THE EXERCISE
Format the records below as a JSON list of strings, with one string for each line and blank lines left out.

===== INPUT FOR THIS TASK

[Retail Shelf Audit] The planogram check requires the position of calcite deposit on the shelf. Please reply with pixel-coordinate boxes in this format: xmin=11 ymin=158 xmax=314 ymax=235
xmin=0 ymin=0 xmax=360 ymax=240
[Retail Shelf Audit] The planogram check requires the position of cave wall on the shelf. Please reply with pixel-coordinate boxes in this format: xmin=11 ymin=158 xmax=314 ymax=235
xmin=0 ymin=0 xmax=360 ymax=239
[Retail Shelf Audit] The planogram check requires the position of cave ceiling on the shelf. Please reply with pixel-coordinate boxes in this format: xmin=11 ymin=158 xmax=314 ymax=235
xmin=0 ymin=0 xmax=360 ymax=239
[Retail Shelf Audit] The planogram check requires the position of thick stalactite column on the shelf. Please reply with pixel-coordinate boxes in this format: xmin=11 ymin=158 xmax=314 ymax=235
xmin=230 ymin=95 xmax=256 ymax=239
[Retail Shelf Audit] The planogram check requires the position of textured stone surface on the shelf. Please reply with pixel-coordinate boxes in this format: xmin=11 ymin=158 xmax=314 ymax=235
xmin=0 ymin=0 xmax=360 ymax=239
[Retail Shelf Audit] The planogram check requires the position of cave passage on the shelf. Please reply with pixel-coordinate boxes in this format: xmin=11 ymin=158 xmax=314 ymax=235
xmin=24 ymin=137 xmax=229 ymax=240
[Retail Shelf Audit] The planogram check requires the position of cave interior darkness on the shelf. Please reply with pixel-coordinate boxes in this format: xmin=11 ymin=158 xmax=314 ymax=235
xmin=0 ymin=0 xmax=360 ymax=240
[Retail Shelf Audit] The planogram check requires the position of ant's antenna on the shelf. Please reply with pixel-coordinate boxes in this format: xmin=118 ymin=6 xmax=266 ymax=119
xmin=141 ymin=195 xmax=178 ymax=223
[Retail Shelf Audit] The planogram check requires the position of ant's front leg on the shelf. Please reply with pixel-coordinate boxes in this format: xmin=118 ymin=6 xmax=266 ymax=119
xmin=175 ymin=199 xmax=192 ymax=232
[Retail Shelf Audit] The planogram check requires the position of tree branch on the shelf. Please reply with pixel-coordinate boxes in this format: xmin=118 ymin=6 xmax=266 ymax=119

==========

ANSWER TO THE EXERCISE
[
  "[Retail Shelf Audit] The planogram check requires the position of calcite deposit on the shelf. Please reply with pixel-coordinate boxes in this format: xmin=11 ymin=158 xmax=314 ymax=235",
  "xmin=0 ymin=0 xmax=360 ymax=240",
  "[Retail Shelf Audit] The planogram check requires the position of cave wall on the shelf. Please reply with pixel-coordinate boxes in this format: xmin=11 ymin=158 xmax=314 ymax=235",
  "xmin=0 ymin=0 xmax=360 ymax=239",
  "[Retail Shelf Audit] The planogram check requires the position of cave ceiling on the shelf. Please reply with pixel-coordinate boxes in this format: xmin=11 ymin=158 xmax=314 ymax=235",
  "xmin=0 ymin=0 xmax=360 ymax=239",
  "[Retail Shelf Audit] The planogram check requires the position of thick stalactite column on the shelf. Please reply with pixel-coordinate boxes in this format: xmin=11 ymin=158 xmax=314 ymax=235",
  "xmin=230 ymin=95 xmax=256 ymax=239",
  "[Retail Shelf Audit] The planogram check requires the position of textured stone surface on the shelf. Please reply with pixel-coordinate boxes in this format: xmin=11 ymin=158 xmax=314 ymax=235",
  "xmin=0 ymin=0 xmax=360 ymax=239",
  "[Retail Shelf Audit] The planogram check requires the position of cave passage on the shelf. Please reply with pixel-coordinate boxes in this format: xmin=11 ymin=158 xmax=314 ymax=235",
  "xmin=24 ymin=137 xmax=229 ymax=240",
  "[Retail Shelf Audit] The planogram check requires the position of cave interior darkness on the shelf. Please reply with pixel-coordinate boxes in this format: xmin=11 ymin=158 xmax=314 ymax=235",
  "xmin=0 ymin=0 xmax=360 ymax=240",
  "[Retail Shelf Audit] The planogram check requires the position of ant's antenna on the shelf. Please reply with pixel-coordinate boxes in this format: xmin=118 ymin=6 xmax=266 ymax=119",
  "xmin=141 ymin=195 xmax=178 ymax=223",
  "[Retail Shelf Audit] The planogram check requires the position of ant's front leg on the shelf. Please reply with pixel-coordinate boxes in this format: xmin=118 ymin=6 xmax=266 ymax=119",
  "xmin=175 ymin=199 xmax=192 ymax=232",
  "[Retail Shelf Audit] The planogram check requires the position of tree branch on the shelf. Please reply with pixel-coordinate boxes in this format: xmin=118 ymin=6 xmax=266 ymax=119"
]